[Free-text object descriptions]
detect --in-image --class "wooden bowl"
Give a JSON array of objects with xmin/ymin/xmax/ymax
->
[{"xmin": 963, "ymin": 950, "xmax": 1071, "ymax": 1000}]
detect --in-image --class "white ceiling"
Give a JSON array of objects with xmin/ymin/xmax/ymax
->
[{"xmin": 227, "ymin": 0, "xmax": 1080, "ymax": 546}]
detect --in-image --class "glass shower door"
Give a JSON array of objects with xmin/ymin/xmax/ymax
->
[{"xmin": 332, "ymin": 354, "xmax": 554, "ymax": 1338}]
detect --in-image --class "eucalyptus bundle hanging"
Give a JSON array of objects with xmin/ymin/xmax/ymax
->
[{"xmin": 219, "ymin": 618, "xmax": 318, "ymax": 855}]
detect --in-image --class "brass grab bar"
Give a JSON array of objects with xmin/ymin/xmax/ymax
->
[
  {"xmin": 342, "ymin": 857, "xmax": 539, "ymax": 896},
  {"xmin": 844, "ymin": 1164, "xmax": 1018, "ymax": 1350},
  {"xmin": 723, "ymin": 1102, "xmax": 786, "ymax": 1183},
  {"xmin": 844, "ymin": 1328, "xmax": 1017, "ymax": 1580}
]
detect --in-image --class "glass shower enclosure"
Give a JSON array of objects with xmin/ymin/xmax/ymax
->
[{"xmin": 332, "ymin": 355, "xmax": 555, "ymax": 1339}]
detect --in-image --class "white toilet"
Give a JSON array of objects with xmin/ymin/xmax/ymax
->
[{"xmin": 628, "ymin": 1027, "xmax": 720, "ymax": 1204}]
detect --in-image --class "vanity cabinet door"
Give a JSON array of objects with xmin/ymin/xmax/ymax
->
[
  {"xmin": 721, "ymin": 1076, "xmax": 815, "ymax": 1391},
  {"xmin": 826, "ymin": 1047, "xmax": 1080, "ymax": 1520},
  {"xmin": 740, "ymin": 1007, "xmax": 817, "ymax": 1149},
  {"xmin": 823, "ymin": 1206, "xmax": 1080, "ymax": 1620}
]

#### What to work on
The answer must consist of every line above that contains the word "glass".

#### Answer to this problem
detect --in-image --class "glass shower door"
detect --in-image --class "glass shower enclosure"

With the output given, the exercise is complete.